**Testo da leggere:**
━━━━━━━━

L’incontro si è aperto con i saluti e i ringraziamenti di Giovanna Milella che ha ricordato la mission di promozione del dialogo internazionale del Prix Italia. Da qui l’idea del convegno.
Matteo Fornara della Commissione Europea ha poi sottolineato l’importanza di un incontro che ha inserito il tema europeo nel Prix, ricordando che quello della Comunicazione è un tema cruciale da tempo.
Gerardo Mombelli, Vicepresidente di Infocivica, ha portato i saluti del Presidente Bino Olivi e ha ricordato come Infocivica con questo appuntamento intende riaprire una discussione sul ruolo e i compiti del Servizio pubblico in Italia e in Europa. Che non sia elusiva delle esistenti difficoltà politiche e dei nuovi orizzonti tecnologici. Si tratta dunque di un progetto ambizioso, ma realistico che dovrebbe riuscire a coinvolgere tutti coloro che sono interessati al futuro dell’Europa e degli europei.

━━━━━━━━

**Cosa fare:** Scrivi i nomi di tutte le persone che compaiono nel resoconto sull'apertura del convegno.

**Dati forniti:**
━━━━━━━━

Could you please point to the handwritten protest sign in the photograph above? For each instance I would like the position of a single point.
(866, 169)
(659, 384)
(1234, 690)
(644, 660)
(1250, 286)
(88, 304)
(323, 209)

━━━━━━━━

**Risposta:**
Giovanna Milella
Matteo Fornara
Gerardo Mombelli
Bino Olivi